Material for this exercise
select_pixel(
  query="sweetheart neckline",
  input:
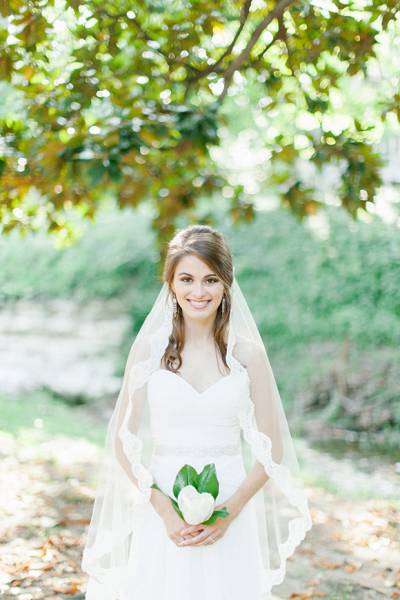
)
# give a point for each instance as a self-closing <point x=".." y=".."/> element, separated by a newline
<point x="191" y="386"/>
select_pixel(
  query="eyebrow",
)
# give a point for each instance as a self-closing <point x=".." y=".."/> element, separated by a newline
<point x="183" y="273"/>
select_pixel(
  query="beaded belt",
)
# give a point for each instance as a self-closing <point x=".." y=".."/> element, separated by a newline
<point x="167" y="449"/>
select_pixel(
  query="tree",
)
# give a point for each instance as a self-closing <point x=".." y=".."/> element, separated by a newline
<point x="125" y="98"/>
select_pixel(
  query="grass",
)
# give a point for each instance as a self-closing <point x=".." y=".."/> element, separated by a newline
<point x="36" y="416"/>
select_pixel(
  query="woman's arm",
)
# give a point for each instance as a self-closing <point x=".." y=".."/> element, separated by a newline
<point x="266" y="418"/>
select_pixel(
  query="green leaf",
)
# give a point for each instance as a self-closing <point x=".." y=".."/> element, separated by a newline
<point x="208" y="481"/>
<point x="187" y="475"/>
<point x="217" y="514"/>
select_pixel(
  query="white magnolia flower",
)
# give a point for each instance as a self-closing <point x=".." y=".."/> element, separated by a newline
<point x="195" y="506"/>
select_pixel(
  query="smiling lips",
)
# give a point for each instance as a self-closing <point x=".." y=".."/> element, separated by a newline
<point x="197" y="304"/>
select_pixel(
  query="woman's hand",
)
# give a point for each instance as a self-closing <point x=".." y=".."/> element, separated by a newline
<point x="202" y="535"/>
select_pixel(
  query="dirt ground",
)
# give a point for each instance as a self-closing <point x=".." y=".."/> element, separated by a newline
<point x="351" y="553"/>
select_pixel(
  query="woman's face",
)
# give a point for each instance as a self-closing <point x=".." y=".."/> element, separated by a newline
<point x="198" y="290"/>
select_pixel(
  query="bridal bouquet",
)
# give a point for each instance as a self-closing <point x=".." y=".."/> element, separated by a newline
<point x="195" y="495"/>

Brief
Set the entries down again exactly. Do not include the images.

Output below
select_pixel(
  query="sweetheart neckline",
  input:
)
# give a point for each instance as a self-closing <point x=".." y=".."/> element, separated by a newline
<point x="191" y="386"/>
select_pixel(
  query="eyebrow",
)
# give a point for each instance as a self-closing <point x=".." y=".."/> element, separated by a newline
<point x="183" y="273"/>
select_pixel(
  query="beaded belt",
)
# give a point for each instance as a self-closing <point x=".." y=".."/> element, separated by a newline
<point x="167" y="449"/>
select_pixel(
  query="tree",
)
# give a point for each instance as a self-closing <point x=".." y=".."/> element, separated by a newline
<point x="125" y="98"/>
select_pixel(
  query="grass",
)
# give a point for each instance as a self-closing <point x=".." y=".."/> element, separated by a newline
<point x="36" y="416"/>
select_pixel(
  query="woman's arm",
)
# give a point for each instance as a self-closing <point x=".." y=".."/> element, separated by a newline
<point x="266" y="418"/>
select_pixel(
  query="green leaf",
)
# give a point for each instance as a self-closing <point x=".." y=".."/> element, separated by a newline
<point x="208" y="481"/>
<point x="187" y="475"/>
<point x="217" y="514"/>
select_pixel(
  query="white magnolia flower",
)
# give a point for each instance as a self-closing <point x=".." y=".."/> element, separated by a newline
<point x="195" y="506"/>
select_pixel(
  query="smiling lips",
)
# give a point for each instance as a self-closing <point x=".." y=".."/> element, separated by a newline
<point x="197" y="304"/>
select_pixel(
  query="woman's hand",
)
# give a point for each instance as a self-closing <point x=".." y=".."/> element, separated by a newline
<point x="202" y="535"/>
select_pixel(
  query="dirt ground",
)
# give a point for each instance as a self-closing <point x=".." y=".."/> element, separated by a newline
<point x="351" y="553"/>
select_pixel(
  query="woman's face",
)
# give a point for each instance as a self-closing <point x=".." y=".."/> element, separated by a newline
<point x="198" y="290"/>
select_pixel(
  query="bridal bouquet",
)
# give a point for each instance as a self-closing <point x=".." y=".."/> element, separated by a newline
<point x="195" y="495"/>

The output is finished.